* [Задания к упражнению]:
#1 Перепишите без изменений кусок текста о письмах Роберта Браунинга: от слов «Вы должны знать, как» до слов «ваш, Роберт Браунинг.» включительно.
#2 Перескажите текст о письмах Роберта Браунинга в двух предложениях.

=== Изучаемый текст ===

Дорогая мисс Хики, — я вернул корректурные оттиски по почте, — лучше ваших примечаний ничего быть не может, — и с искренним желанием быть полезным я прочел их внимательно, чтобы обнаружить хотя бы крошечную ошибку, — но не нашел ни одной, — если только (чтобы показать вам, как дотошно я искал) не считать таковой фразу «thriving in your contempt» [процветая в вашем презрении], под которой я подразумевал просто «пока вы их презираете, они, вопреки всему, процветают и способны причинить вам вред». Идиома, которую предпочитаете вы — вполне допустимая, — в конечном счете сводится к тому же самому.

Вы должны знать, как я огорчен вашей болезнью — надеюсь, временной, — я чувствую всю вашу доброту ко мне — или ко всему тому в моих книгах, что можно принять за меня, — что ж, хотел бы я, чтобы вы знали, как глубоко я это чувствую — и как искренне я остаюсь и всегда буду преданно ваш, Роберт Браунинг.

С момента основания Нового шекспировского общества мистер Браунинг был его президентом. В 1880 году он стал членом Вордсвортовского общества. Два интересных письма профессору Найту, датированные соответственно 1880 и 1887 годами, связаны с деятельностью последнего; и, несмотря на временной разрыв, их можно привести вместе. Стихотворением, которое послужило предметом первого письма, была «Маргаритка»*; выборка, о которой идет речь во втором, была сделана в 1888 году профессором Найтом для Вордсвортовского общества при содействии мистера Браунинга и других выдающихся литераторов.

* То, что начинается словами «В юности я шел от скалы к скале».

Уорик-Кресент, 19, W.: 9 июля 80 г.

=== Записи из списка ===

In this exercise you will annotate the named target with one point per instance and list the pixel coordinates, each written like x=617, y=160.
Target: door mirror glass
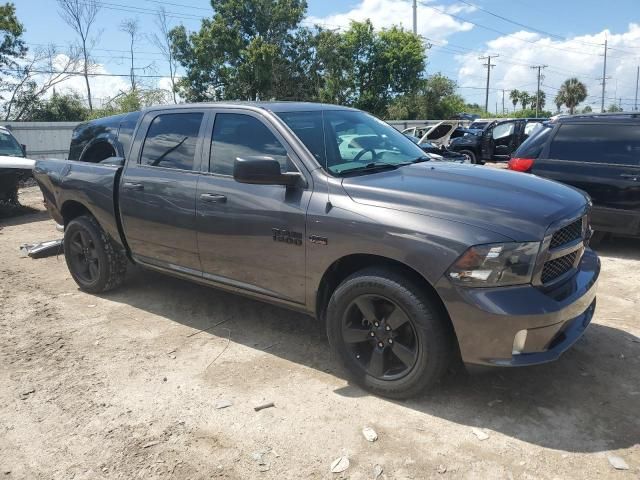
x=263, y=170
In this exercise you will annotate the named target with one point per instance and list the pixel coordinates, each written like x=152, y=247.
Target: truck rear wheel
x=390, y=336
x=95, y=264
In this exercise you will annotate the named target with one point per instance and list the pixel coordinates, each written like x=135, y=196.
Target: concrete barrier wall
x=43, y=139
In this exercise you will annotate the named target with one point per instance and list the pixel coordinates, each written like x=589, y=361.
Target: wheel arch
x=73, y=209
x=349, y=264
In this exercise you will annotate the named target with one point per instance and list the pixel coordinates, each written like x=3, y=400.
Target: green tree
x=435, y=99
x=243, y=52
x=514, y=96
x=60, y=108
x=369, y=69
x=571, y=93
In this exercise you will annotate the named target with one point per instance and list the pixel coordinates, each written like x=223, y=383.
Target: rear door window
x=533, y=146
x=171, y=141
x=612, y=143
x=243, y=136
x=503, y=130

===

* [Ответы]:
#1
Вы должны знать, как я огорчен вашей болезнью — надеюсь, временной, — я чувствую всю вашу доброту ко мне — или ко всему тому в моих книгах, что можно принять за меня, — что ж, хотел бы я, чтобы вы знали, как глубоко я это чувствую — и как искренне я остаюсь и всегда буду преданно ваш, Роберт Браунинг.

#2 Роберт Браунинг пишет мисс Хики, что вернул корректуру, не нашел ошибок в ее примечаниях, огорчен ее болезнью и глубоко чувствует ее доброту к нему. Дальше сказано, что он был президентом Нового шекспировского общества, в 1880 году стал членом Вордсвортовского общества и написал профессору Найту два письма, связанных с его деятельностью.